> [What is expected] Under this line are the records; write out word for word the part that begins at the line containing "Check that every instance of the crane cable" and ends at the line containing "column 826, row 296", and no more.
─── Records provided ───
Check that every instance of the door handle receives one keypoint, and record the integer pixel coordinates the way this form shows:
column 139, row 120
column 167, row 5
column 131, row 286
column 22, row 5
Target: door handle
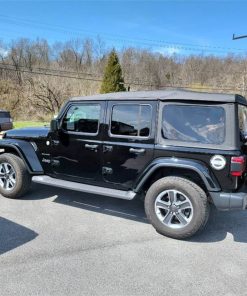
column 137, row 151
column 91, row 147
column 107, row 148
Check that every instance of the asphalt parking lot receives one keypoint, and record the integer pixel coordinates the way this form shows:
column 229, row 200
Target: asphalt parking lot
column 59, row 242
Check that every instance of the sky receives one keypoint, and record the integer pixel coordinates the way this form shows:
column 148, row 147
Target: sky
column 168, row 27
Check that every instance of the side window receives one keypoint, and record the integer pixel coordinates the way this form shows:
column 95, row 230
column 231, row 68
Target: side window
column 131, row 120
column 203, row 124
column 82, row 118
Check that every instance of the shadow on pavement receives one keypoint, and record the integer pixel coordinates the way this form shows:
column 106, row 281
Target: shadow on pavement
column 13, row 235
column 219, row 223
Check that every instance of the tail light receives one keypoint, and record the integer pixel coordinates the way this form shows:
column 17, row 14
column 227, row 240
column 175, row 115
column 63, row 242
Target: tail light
column 238, row 164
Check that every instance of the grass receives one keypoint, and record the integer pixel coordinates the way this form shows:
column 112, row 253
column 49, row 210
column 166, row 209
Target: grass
column 20, row 124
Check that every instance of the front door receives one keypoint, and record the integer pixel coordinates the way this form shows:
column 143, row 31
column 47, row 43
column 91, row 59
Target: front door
column 76, row 148
column 128, row 144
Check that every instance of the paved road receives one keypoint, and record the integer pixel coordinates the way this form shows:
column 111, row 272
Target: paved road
column 58, row 242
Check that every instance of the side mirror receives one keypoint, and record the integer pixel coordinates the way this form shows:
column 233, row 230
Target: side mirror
column 54, row 125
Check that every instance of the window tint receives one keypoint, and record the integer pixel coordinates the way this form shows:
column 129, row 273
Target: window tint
column 202, row 124
column 82, row 118
column 131, row 120
column 4, row 114
column 242, row 117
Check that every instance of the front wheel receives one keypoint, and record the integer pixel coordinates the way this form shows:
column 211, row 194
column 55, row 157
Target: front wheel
column 14, row 177
column 176, row 207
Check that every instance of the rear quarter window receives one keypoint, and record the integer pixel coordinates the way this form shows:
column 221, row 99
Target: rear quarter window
column 190, row 123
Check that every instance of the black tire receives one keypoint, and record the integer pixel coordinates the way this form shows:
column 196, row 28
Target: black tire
column 22, row 177
column 196, row 197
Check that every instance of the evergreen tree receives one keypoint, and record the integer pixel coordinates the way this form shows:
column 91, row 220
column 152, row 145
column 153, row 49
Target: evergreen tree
column 113, row 80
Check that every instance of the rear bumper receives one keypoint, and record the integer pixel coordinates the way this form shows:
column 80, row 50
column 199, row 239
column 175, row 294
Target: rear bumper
column 225, row 201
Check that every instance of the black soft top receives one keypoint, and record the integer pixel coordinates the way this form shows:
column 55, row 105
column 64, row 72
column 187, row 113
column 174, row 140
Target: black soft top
column 167, row 95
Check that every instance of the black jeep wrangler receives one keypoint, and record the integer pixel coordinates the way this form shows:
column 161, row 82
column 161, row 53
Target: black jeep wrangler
column 181, row 150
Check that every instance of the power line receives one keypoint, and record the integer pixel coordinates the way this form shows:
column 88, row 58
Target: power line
column 212, row 88
column 124, row 39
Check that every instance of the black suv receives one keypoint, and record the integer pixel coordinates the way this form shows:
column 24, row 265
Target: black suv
column 180, row 150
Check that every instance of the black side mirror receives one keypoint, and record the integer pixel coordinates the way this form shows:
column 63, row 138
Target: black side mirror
column 54, row 125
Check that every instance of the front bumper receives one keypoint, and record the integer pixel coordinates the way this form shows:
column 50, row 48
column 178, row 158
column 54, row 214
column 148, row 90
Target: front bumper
column 225, row 201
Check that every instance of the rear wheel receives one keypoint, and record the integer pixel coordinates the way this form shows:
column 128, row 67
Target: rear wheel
column 14, row 177
column 176, row 207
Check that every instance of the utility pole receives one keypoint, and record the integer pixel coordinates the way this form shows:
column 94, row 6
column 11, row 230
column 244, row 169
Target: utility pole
column 234, row 37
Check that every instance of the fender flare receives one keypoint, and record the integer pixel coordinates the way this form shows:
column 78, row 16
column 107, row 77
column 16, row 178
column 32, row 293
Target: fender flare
column 26, row 151
column 200, row 168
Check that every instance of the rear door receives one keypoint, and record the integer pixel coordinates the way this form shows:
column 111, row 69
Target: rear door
column 128, row 143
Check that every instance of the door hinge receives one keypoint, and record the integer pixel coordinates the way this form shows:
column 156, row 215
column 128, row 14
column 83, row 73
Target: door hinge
column 107, row 171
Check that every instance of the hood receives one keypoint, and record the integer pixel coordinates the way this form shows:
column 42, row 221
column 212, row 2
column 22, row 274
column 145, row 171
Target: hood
column 28, row 133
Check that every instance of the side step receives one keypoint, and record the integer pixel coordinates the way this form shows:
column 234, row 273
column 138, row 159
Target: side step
column 128, row 195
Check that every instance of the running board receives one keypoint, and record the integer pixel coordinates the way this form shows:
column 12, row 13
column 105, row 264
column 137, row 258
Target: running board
column 129, row 195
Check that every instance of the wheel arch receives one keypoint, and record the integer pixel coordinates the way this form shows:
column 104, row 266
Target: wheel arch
column 190, row 169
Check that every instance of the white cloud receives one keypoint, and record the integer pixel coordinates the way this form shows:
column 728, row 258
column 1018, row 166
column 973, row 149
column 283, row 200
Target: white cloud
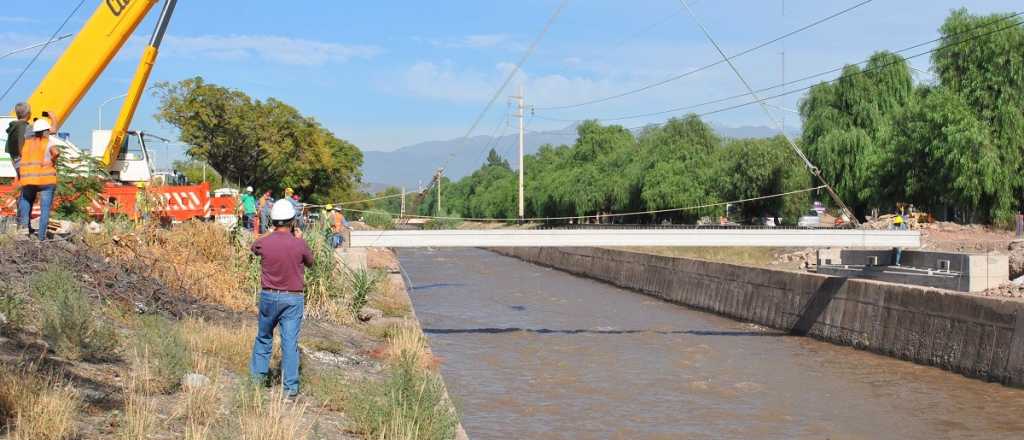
column 479, row 41
column 282, row 50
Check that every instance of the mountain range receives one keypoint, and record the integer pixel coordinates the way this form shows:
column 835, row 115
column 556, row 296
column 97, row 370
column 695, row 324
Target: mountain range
column 413, row 166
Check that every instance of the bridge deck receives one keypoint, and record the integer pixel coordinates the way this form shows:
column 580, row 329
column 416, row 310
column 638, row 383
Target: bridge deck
column 771, row 237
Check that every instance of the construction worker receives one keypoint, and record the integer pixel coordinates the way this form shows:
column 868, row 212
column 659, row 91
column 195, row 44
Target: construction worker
column 338, row 225
column 38, row 171
column 248, row 209
column 284, row 257
column 264, row 213
column 17, row 131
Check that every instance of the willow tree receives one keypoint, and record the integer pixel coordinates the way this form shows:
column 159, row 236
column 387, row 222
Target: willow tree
column 847, row 124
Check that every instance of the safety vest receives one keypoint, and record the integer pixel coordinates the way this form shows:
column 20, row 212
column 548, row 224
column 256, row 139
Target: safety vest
column 36, row 167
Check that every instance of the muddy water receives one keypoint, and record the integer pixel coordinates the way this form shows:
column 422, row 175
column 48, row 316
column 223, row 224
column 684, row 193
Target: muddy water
column 535, row 353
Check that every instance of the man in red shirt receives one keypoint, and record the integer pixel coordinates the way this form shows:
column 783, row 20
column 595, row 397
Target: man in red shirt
column 284, row 259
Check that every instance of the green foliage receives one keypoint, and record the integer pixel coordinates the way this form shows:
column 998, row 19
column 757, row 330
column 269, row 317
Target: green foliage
column 378, row 219
column 361, row 282
column 266, row 144
column 409, row 403
column 70, row 323
column 163, row 345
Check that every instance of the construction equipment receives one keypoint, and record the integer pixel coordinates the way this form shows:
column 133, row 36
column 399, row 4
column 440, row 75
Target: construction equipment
column 122, row 151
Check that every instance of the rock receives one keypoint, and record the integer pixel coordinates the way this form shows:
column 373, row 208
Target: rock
column 369, row 313
column 194, row 381
column 1016, row 259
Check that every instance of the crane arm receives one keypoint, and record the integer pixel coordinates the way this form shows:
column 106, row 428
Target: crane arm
column 87, row 56
column 120, row 130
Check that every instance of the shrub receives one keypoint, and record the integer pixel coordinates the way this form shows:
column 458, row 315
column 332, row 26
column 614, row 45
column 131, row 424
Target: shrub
column 70, row 324
column 36, row 406
column 166, row 357
column 410, row 403
column 379, row 219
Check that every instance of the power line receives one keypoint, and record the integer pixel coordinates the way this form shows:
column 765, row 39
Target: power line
column 800, row 80
column 705, row 68
column 40, row 52
column 508, row 79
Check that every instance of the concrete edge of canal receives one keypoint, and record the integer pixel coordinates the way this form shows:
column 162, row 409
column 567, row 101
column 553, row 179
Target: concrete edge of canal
column 977, row 337
column 399, row 280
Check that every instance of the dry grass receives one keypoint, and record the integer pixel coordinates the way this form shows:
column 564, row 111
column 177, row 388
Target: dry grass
column 218, row 347
column 390, row 299
column 203, row 258
column 140, row 410
column 35, row 405
column 269, row 419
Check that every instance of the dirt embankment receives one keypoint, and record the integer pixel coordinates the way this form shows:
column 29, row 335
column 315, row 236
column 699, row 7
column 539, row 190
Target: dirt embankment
column 158, row 351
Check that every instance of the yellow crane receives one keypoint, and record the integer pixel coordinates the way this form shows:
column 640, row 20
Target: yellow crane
column 86, row 58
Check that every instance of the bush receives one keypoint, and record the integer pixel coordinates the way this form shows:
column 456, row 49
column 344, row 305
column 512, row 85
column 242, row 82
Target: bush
column 379, row 219
column 443, row 221
column 410, row 403
column 70, row 324
column 164, row 351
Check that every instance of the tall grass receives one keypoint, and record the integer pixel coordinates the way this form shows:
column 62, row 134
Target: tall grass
column 410, row 403
column 379, row 219
column 325, row 280
column 70, row 323
column 35, row 405
column 167, row 356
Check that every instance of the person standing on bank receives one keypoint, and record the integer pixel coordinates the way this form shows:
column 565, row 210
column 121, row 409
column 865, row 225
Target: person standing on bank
column 38, row 171
column 284, row 258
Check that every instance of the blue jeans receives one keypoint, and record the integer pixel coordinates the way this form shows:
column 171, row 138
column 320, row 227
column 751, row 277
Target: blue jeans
column 28, row 199
column 285, row 310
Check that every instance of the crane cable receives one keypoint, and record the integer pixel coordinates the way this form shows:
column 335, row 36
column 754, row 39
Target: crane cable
column 810, row 166
column 40, row 52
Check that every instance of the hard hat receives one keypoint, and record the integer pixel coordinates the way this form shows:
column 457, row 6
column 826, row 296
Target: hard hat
column 40, row 125
column 282, row 211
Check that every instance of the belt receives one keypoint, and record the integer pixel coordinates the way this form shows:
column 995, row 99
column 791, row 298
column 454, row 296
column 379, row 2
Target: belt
column 274, row 291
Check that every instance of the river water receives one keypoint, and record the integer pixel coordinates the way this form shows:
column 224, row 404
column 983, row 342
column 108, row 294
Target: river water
column 535, row 353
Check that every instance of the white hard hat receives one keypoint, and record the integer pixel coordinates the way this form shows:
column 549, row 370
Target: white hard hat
column 282, row 211
column 40, row 125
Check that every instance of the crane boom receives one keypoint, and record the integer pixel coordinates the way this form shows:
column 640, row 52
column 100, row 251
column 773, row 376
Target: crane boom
column 137, row 87
column 87, row 56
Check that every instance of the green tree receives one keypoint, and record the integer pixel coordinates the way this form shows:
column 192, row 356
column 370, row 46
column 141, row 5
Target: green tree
column 266, row 144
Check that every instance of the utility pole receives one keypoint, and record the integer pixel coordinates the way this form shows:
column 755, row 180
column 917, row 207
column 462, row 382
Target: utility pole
column 401, row 211
column 521, row 110
column 440, row 176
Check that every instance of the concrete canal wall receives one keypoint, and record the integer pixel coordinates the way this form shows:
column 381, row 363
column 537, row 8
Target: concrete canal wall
column 975, row 336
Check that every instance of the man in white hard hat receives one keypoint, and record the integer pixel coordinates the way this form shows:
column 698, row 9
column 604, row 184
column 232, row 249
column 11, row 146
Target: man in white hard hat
column 38, row 173
column 284, row 259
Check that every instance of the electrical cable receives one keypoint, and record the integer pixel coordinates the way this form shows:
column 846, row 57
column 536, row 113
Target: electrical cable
column 804, row 89
column 671, row 210
column 793, row 82
column 41, row 49
column 707, row 67
column 508, row 79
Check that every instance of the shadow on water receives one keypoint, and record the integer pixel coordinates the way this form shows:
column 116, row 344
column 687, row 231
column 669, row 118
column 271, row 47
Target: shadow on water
column 495, row 331
column 816, row 305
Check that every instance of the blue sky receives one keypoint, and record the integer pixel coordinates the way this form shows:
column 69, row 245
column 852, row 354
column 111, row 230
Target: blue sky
column 387, row 74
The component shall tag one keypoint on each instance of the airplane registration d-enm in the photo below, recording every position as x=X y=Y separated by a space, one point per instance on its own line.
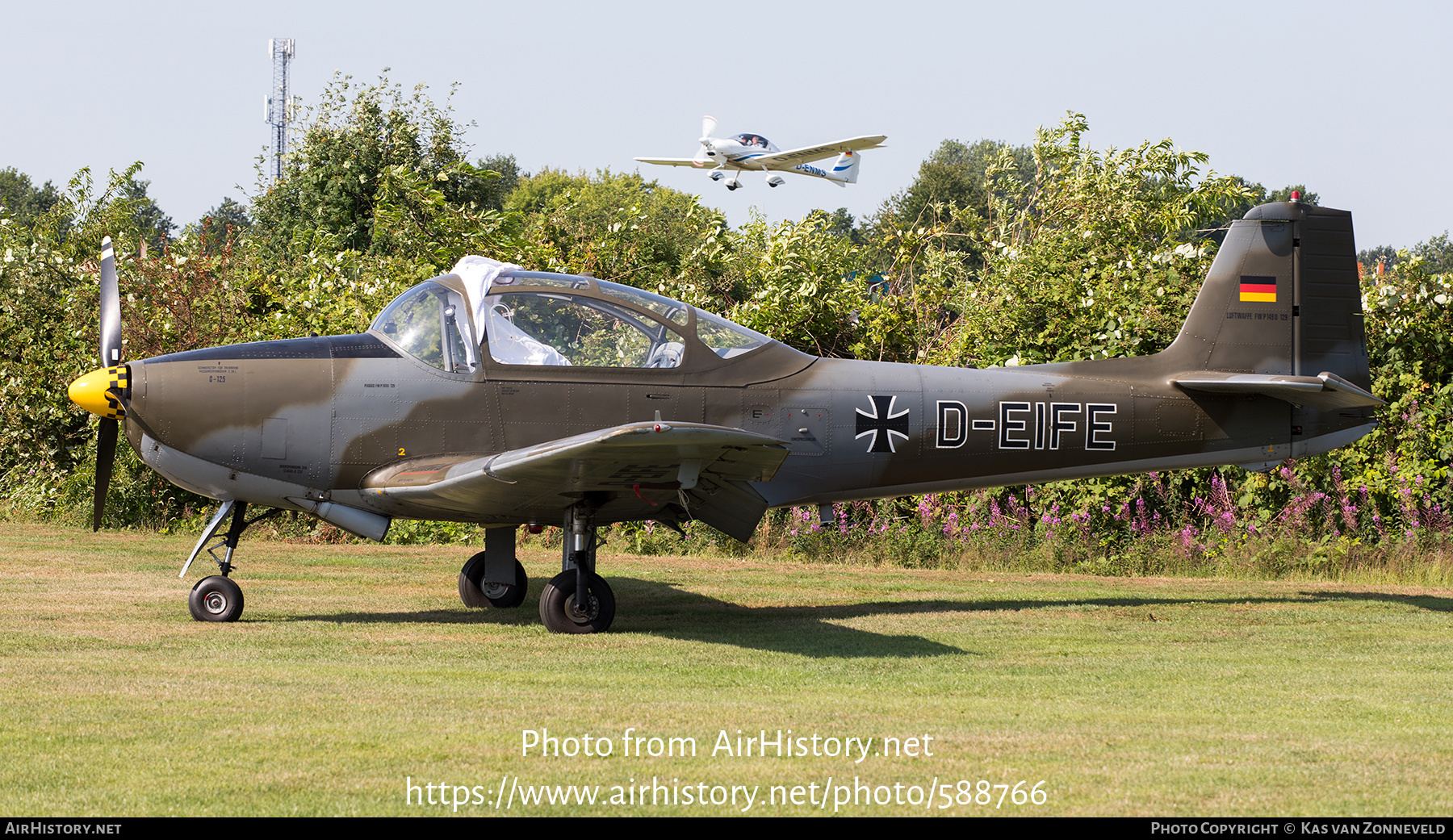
───
> [Result]
Check that every instance of the crane cable receives one keypoint, and record the integer pixel coordinates the way this form shows:
column 335, row 36
column 754, row 39
Target: crane cable
column 810, row 166
column 40, row 52
Check that every instance of the hard hat receives one keypoint, and record the integer pixel coordinates the way this form shows:
column 457, row 6
column 826, row 296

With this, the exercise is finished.